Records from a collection
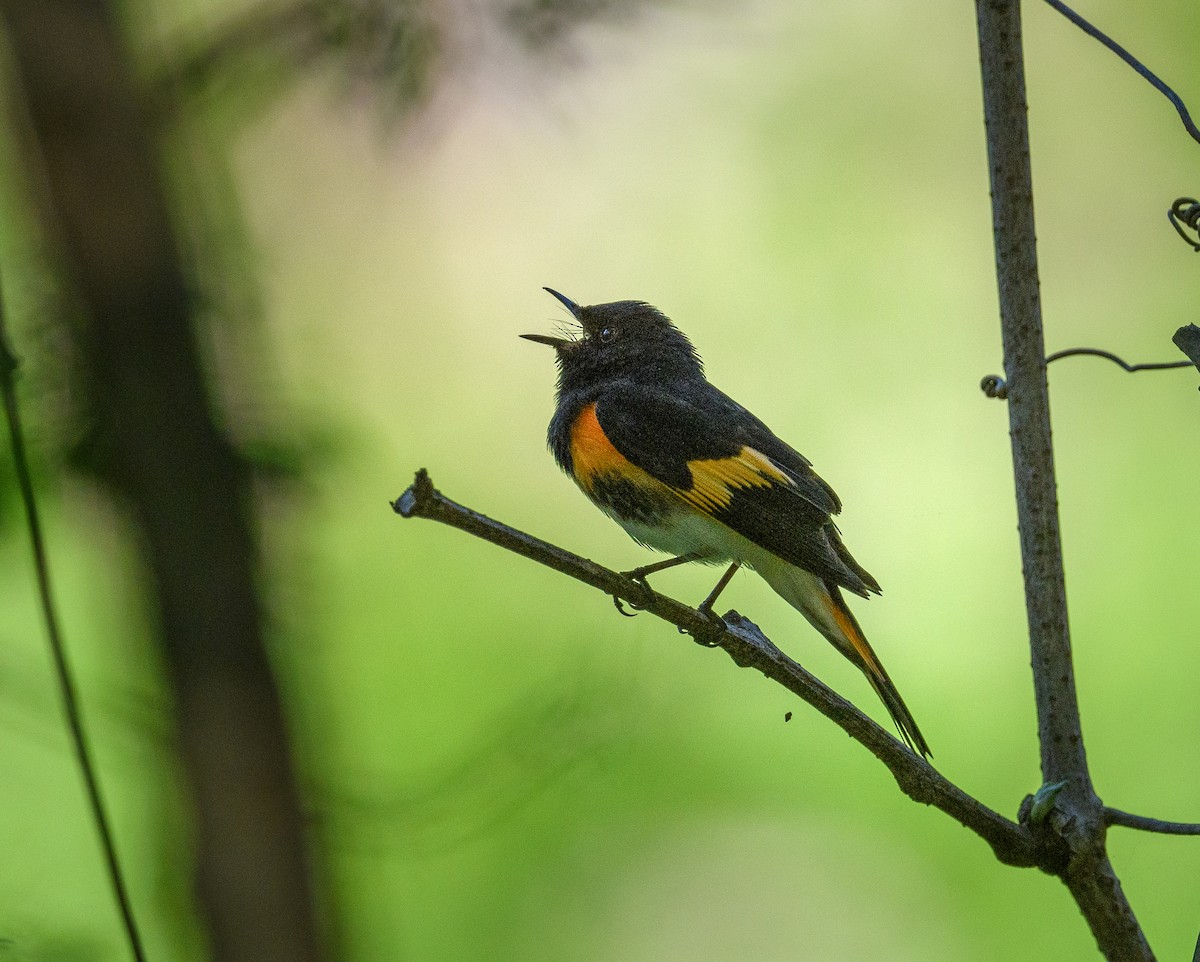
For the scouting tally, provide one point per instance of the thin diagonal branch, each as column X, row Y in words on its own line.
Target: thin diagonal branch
column 1144, row 823
column 749, row 648
column 58, row 649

Aim of the task: Convert the lines of the listing above into a JSON list of strings, one string per line, skipping any blank lines. Leave the pictures out of the answer.

Completed task:
[
  "For the scouting tally, provide one point per instance of the thin diagonal branch, each as column X, row Y in words on its own line.",
  "Target: thin diagonal branch",
  "column 1144, row 823",
  "column 749, row 648",
  "column 58, row 649"
]